◆ **THE REQUEST**: Format every line of the records below as a numbered list, leaving out any blank lines.

[Object point labels]
++++++

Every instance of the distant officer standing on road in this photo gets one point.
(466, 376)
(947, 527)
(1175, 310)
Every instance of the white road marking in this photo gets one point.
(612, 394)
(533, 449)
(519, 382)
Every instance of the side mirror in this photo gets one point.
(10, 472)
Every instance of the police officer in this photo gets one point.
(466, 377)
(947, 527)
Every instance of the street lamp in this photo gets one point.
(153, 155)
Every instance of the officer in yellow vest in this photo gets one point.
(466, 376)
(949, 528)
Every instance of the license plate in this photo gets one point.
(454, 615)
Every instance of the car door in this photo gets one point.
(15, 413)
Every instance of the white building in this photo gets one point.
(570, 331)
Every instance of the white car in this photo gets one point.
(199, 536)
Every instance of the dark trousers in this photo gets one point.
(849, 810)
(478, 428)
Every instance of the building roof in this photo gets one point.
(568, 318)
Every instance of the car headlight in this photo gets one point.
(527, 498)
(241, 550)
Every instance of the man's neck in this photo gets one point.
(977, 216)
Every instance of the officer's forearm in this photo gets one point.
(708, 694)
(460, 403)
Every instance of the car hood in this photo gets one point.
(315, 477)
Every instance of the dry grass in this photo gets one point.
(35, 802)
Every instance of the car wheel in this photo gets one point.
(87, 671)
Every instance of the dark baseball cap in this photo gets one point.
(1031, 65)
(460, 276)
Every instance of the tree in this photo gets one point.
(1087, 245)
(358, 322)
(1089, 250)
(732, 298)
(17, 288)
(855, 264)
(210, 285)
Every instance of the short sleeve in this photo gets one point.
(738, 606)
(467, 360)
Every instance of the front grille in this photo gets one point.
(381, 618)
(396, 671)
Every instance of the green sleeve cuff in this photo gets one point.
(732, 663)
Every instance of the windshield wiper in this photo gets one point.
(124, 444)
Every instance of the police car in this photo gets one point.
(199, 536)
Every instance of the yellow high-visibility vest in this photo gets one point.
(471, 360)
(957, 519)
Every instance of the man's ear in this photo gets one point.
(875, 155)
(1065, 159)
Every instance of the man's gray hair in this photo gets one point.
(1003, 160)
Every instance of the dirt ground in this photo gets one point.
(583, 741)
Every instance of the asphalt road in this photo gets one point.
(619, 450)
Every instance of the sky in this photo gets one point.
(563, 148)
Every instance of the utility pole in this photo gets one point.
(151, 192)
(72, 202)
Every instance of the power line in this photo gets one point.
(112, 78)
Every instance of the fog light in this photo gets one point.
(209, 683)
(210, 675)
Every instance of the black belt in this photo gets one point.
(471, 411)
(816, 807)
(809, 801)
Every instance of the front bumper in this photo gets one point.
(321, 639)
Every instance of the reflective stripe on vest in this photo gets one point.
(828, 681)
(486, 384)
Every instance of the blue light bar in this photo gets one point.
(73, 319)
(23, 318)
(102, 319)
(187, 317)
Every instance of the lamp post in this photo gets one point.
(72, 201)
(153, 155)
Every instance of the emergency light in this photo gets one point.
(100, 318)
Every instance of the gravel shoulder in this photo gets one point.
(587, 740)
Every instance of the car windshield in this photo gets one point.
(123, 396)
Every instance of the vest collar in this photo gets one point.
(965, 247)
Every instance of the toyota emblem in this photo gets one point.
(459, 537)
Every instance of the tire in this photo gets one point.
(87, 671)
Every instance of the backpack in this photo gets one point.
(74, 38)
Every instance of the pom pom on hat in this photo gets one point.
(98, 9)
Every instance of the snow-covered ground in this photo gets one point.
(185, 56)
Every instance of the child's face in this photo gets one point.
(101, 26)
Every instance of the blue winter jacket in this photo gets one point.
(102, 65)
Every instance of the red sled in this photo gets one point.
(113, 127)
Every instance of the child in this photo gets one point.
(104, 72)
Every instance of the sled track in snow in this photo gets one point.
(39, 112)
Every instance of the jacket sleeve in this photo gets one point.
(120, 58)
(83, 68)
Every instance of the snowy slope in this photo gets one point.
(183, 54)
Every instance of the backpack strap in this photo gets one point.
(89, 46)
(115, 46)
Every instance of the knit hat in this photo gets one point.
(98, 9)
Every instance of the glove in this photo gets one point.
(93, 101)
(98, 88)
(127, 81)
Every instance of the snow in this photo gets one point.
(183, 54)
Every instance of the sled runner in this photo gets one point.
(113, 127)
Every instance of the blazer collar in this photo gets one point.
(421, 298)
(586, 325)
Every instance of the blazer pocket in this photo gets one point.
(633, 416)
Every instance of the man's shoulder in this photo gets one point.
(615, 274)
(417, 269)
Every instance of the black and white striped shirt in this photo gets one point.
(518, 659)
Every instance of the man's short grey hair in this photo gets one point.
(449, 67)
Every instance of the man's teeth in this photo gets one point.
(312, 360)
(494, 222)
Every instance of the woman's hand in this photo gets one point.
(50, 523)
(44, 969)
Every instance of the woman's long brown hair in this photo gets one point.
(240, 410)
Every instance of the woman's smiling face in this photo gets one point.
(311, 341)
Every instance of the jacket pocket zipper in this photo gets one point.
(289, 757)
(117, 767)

++++++

◆ **COMPLETE ANSWER**:
1. Every instance of the distant officer standing on road in this photo gets one point.
2. (466, 376)
3. (947, 527)
4. (1175, 310)
5. Every instance of the white road marking in this photo gets one point.
6. (612, 394)
7. (533, 449)
8. (519, 382)
9. Every instance of the side mirror in this photo gets one point.
10. (10, 472)
11. Every instance of the police officer in this photo gets one point.
12. (466, 377)
13. (947, 527)
14. Every instance of the street lamp in this photo gets one point.
15. (153, 155)
16. Every instance of the officer in yellow vest in this photo gets one point.
17. (466, 376)
18. (949, 528)
19. Every instance of the license plate in this photo gets one point.
20. (454, 615)
21. Every instance of the car door in this photo gets one point.
22. (15, 413)
23. Every instance of the white building in this photo gets one point.
24. (570, 331)
25. Every instance of the white car in this photo gets one point.
26. (199, 536)
27. Every instance of the dark trousers in this photo gets one point.
28. (849, 810)
29. (478, 428)
30. Every instance of the building roof in this photo gets one point.
31. (568, 318)
32. Every instance of the car headlight in this photo gets one point.
33. (527, 498)
34. (241, 550)
35. Every instance of the man's neck in this photo gets one point.
36. (977, 216)
37. Every instance of the officer's forearm in this photo gets one point.
38. (708, 694)
39. (460, 403)
40. Every instance of the car hood in this photo gets one point.
41. (315, 477)
42. Every instance of the dry grass in this photo gets one point.
43. (35, 802)
44. Every instance of the car wheel in this photo gets one point.
45. (87, 671)
46. Every instance of the dark baseball cap in this photo gets one point.
47. (1031, 65)
48. (460, 276)
49. Every instance of the tree in this photo gets one point.
50. (1087, 245)
51. (358, 322)
52. (1089, 250)
53. (732, 298)
54. (17, 288)
55. (855, 264)
56. (210, 285)
57. Every instance of the short sleeve in this photo gets one point.
58. (738, 606)
59. (467, 360)
60. Every instance of the front grille in this photo gets one point.
61. (381, 618)
62. (396, 671)
63. Every instance of the green sleeve cuff in this photo gets one point.
64. (732, 663)
65. Every instance of the windshield wiper in this photo gets one point.
66. (124, 444)
67. Every instance of the police car in this photo gets one point.
68. (199, 536)
69. Every instance of the yellow high-visibility vest in this photo gets one point.
70. (471, 360)
71. (957, 519)
72. Every instance of the man's ear in this photo gets one point.
73. (875, 155)
74. (1065, 159)
75. Every instance of the man's gray hair in this photo gets one point.
76. (1003, 160)
77. Every instance of the dirt ground in this photo gets one point.
78. (583, 741)
79. Every instance of the asphalt road in this photo gets one point.
80. (619, 450)
81. Every instance of the sky in this photo gets one point.
82. (563, 148)
83. Every instance of the utility pole in this photo gets one point.
84. (151, 192)
85. (72, 202)
86. Every instance of the power line in this photo gets one point.
87. (112, 78)
88. Every instance of the fog light in this photo gets one point.
89. (209, 683)
90. (210, 675)
91. Every instance of the black belt in this photo gets one point.
92. (471, 411)
93. (816, 807)
94. (809, 801)
95. Every instance of the front bumper in this photo gets one point.
96. (321, 639)
97. Every instance of the reflective stripe on vest in this photo gets one point.
98. (828, 681)
99. (486, 384)
100. Every instance of the blue light bar in this photo gets one point.
101. (73, 319)
102. (23, 318)
103. (102, 319)
104. (187, 317)
105. Every instance of the lamp post in this photo gets one point.
106. (72, 201)
107. (153, 155)
108. Every instance of the emergency light in this photo gets one point.
109. (100, 318)
110. Every instance of the gravel shoulder in this photo gets one point.
111. (587, 740)
112. Every instance of the car windshield in this photo gets one point.
113. (123, 396)
114. Every instance of the vest collar in this photo gets one point.
115. (965, 247)
116. Every instance of the toyota emblem in this photo gets one point.
117. (459, 537)
118. Every instance of the tire in this photo gets one point.
119. (87, 671)
120. Every instance of the backpack in this photo gets one point.
121. (74, 38)
122. Every instance of the pom pom on hat in this photo gets one point.
123. (98, 9)
124. Every instance of the snow-covered ground in this photo gets one point.
125. (185, 56)
126. Every instance of the child's face in this photo gets one point.
127. (101, 26)
128. Every instance of the blue winter jacket in this photo gets one point.
129. (102, 65)
130. Every instance of the red sled in this photo gets one point.
131. (113, 127)
132. Every instance of the child in this photo gets one point.
133. (104, 72)
134. Every instance of the sled track in snow in this photo gets one point.
135. (39, 112)
136. Every instance of the jacket sleeve in this photo gets one point.
137. (120, 58)
138. (83, 68)
139. Every instance of the snowy slope in this photo gets one point.
140. (183, 54)
141. Every instance of the backpack strap in this photo gets one point.
142. (89, 46)
143. (115, 46)
144. Every instance of the knit hat in this photo gets one point.
145. (98, 9)
146. Every instance of the glove in this photo gets one point.
147. (93, 101)
148. (98, 88)
149. (127, 81)
150. Every instance of the snow in this photo gets one point.
151. (183, 54)
152. Every instance of the sled runner in this photo gets one point.
153. (113, 127)
154. Every instance of the blazer collar in this photo gets one point.
155. (421, 298)
156. (586, 325)
157. Every instance of the blazer pocket in this photo gets one point.
158. (633, 416)
159. Every instance of the man's shoulder in this photo gets one point.
160. (615, 274)
161. (417, 269)
162. Every instance of the black and white striped shirt in this photo gets one point.
163. (518, 659)
164. Every instance of the man's short grey hair in this photo gets one point.
165. (449, 67)
166. Every instance of the man's teeth in this photo gets one point.
167. (312, 360)
168. (494, 222)
169. Every instance of the woman's hand in this photo gets one point.
170. (50, 523)
171. (44, 969)
172. Every instance of the woman's long brown hair in this photo gets one point.
173. (240, 410)
174. Every instance of the woman's smiling face in this photo gets one point.
175. (311, 341)
176. Every instance of the jacket pocket zipper in this photo gets one point.
177. (289, 757)
178. (117, 767)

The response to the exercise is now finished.